ABD’de, “seçildiği” anlaşılan televizyon kanalının sorularını yanıtlayan Erdoğan, Osman Kavala ile Selahattin Demirtaş üzerinden de “size bunlardan ne” diyerek sadece seçmenine değil, tüm dünyaya mesajını verdi. Bu mesajın bir de sığınmacılarla ilgili alt okuması vardı, “biz sığınmacılarla ilgileniyoruz, ilgileneceğiz siz de bunlarla ilgilenmeyin” dedi açıkça. Batı ile her iki tarafça fiilen onaylanmış ilişkilerin bir özeti gibiydi bu aslında.

ABD’de bunlar olurken Türkiye’de yine sabahın köründe, bağımsız gazetecilik ya da sokak röportajları yapanların evleri basıldı. Birkaç bin kişinin ancak izlediği sokak röportajlarına bile izin yok. Bağımsız gazetecilik alanına baskı artarak devam edecek. Çünkü Şimşek politikalarının uygulanacağı dönemde mayınsız bir siyaset alanı gerekiyor Erdoğan ile AKP’ye. Kendi medyalarıyla bunu tam başaramıyorlar. Gerçeklerle bir biçimde havuz medyasının dışında bir yerde aniden karşılaşan AKP seçmeninin kafası hemen karışıyor. İstemedikleri de tam bu. Baskı sadece medya üzerinde yok. Her toplumsal muhalefetin ya da emek mücadelesinin önünde, sermayenin yanında devletin kolluk gücü var.

++++++

Belirtilen Sorun 1: Metin alıntısına göre Türkiye'de kimlerin evleri basılmıştır?
Belirtilen Sorun 2: Metin alıntısında "ABD’de bunlar olurken" ifadesinden başlayıp "kolluk gücü var." ifadesine kadar (bu ifade de dahil) olan bölümü, "kolluk gücü" yerine "güvenlik gücü" koyarak yeniden yazınız.
Yanıtlarınızı yalnızca metin alıntısına dayandırınız.

Sağlanan Veriler:
++++++

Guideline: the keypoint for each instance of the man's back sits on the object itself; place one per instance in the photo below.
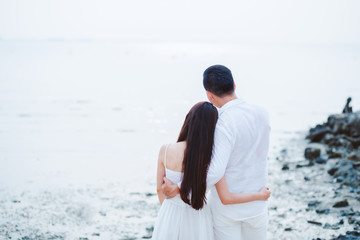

++++++

Eksiksiz Yanıt 1: Bağımsız gazetecilik ya da sokak röportajları yapanların evleri basılmıştır.

Eksiksiz Yanıt 2:
ABD’de bunlar olurken Türkiye’de yine sabahın köründe, bağımsız gazetecilik ya da sokak röportajları yapanların evleri basıldı. Birkaç bin kişinin ancak izlediği sokak röportajlarına bile izin yok. Bağımsız gazetecilik alanına baskı artarak devam edecek. Çünkü Şimşek politikalarının uygulanacağı dönemde mayınsız bir siyaset alanı gerekiyor Erdoğan ile AKP’ye. Kendi medyalarıyla bunu tam başaramıyorlar. Gerçeklerle bir biçimde havuz medyasının dışında bir yerde aniden karşılaşan AKP seçmeninin kafası hemen karışıyor. İstemedikleri de tam bu. Baskı sadece medya üzerinde yok. Her toplumsal muhalefetin ya da emek mücadelesinin önünde, sermayenin yanında devletin güvenlik gücü var.